--- Data extract ---

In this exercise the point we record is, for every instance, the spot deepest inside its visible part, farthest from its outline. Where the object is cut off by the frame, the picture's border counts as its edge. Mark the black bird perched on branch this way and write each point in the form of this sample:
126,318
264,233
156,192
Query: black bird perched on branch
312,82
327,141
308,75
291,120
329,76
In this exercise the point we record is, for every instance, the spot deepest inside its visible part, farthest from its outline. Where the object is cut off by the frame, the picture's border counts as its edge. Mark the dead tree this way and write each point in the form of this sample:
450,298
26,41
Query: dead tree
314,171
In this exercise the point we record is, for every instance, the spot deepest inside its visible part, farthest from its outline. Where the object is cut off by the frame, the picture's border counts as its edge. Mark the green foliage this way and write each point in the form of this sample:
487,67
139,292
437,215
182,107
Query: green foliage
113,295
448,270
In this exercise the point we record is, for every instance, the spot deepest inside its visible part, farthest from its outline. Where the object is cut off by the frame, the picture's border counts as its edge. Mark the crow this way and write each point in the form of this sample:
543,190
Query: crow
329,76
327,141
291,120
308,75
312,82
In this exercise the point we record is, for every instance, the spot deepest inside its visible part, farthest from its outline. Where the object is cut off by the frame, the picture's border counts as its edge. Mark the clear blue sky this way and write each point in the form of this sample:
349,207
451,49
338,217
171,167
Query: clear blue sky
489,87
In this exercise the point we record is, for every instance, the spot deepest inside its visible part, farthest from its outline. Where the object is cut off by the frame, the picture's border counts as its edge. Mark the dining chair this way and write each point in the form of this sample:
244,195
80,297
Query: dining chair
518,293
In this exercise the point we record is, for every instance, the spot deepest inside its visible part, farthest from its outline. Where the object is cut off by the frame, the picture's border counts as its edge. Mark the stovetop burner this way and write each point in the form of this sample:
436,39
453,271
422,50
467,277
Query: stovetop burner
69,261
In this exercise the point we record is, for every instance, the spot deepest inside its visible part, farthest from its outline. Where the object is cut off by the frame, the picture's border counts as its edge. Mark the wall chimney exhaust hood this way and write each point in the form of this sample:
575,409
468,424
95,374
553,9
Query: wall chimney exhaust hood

---

* [What is needed]: Recast every line of the listing above as a Markdown table with the columns "Row" and "Text". Number the rows in order and leave out any blank lines.

* [Complete output]:
| Row | Text |
|---|---|
| 1 | In this exercise the point we record is, for every instance, the spot deepest inside its visible part, farthest from its outline. Where the object is cut off by the frame, the picture's border counts as its edge. Mark the black bird perched on branch this way and write each point in the form of this sample: |
| 2 | 126,318 |
| 3 | 264,233 |
| 4 | 156,192 |
| 5 | Query: black bird perched on branch |
| 6 | 312,82 |
| 7 | 327,141 |
| 8 | 308,75 |
| 9 | 291,120 |
| 10 | 329,76 |
| 11 | In this exercise the point we record is, for every instance, the spot deepest inside its visible part, farthest from its outline. Where the object is cut off by the frame, the picture's border counts as its edge. Mark the dead tree this way and write each point in the form of this sample: |
| 12 | 450,298 |
| 13 | 26,41 |
| 14 | Query: dead tree |
| 15 | 314,171 |
| 16 | In this exercise the point we record is, for every instance, the spot deepest inside its visible part, farthest from its outline. Where the object is cut off by the frame, the picture's border counts as its edge. Mark the green foliage this way and write each point in the form of this sample: |
| 17 | 487,67 |
| 18 | 139,292 |
| 19 | 437,215 |
| 20 | 182,107 |
| 21 | Query: green foliage |
| 22 | 113,295 |
| 23 | 448,270 |
| 24 | In this exercise the point we record is, for every instance, the spot deepest inside its visible part, farthest from its outline. Where the object is cut off by the frame, the picture's border counts as its edge. Mark the crow this way and write each point in the form of this sample: |
| 25 | 543,190 |
| 26 | Query: crow |
| 27 | 329,76 |
| 28 | 327,141 |
| 29 | 291,120 |
| 30 | 308,75 |
| 31 | 312,82 |
| 32 | In this exercise the point we record is, for every instance, the spot deepest inside its visible part, farthest from its outline. Where the object is cut off by the frame, the picture's border counts as its edge. Mark the clear blue sky this way and write each point in the form of this sample: |
| 33 | 349,207 |
| 34 | 451,49 |
| 35 | 338,217 |
| 36 | 171,167 |
| 37 | Query: clear blue sky |
| 38 | 489,87 |
| 39 | In this exercise the point we record is, for every instance, the spot deepest inside its visible part, farthest from its outline. Where the object is cut off by the frame, the picture's border counts as its edge. Mark the dining chair this way and write each point in the form of this sample: |
| 40 | 244,195 |
| 41 | 80,297 |
| 42 | Query: dining chair |
| 43 | 518,293 |
| 44 | In this exercise the point we record is, for every instance, the spot deepest inside its visible part, farthest from its outline. Where the object is cut off by the frame, the picture's border counts as its edge. Mark the stovetop burner this way and write each point in the form of this sample: |
| 45 | 436,39 |
| 46 | 453,271 |
| 47 | 422,50 |
| 48 | 467,277 |
| 49 | Query: stovetop burner |
| 50 | 69,261 |
| 51 | In this exercise the point we record is, for every instance, the spot deepest inside its visible part, farthest from its outline. Where the object is cut off by the frame, the picture's border counts as its edge. Mark the wall chimney exhaust hood this way and write each point in the form of this sample: |
| 52 | 575,409 |
| 53 | 468,424 |
| 54 | 95,374 |
| 55 | 553,9 |
| 56 | Query: wall chimney exhaust hood |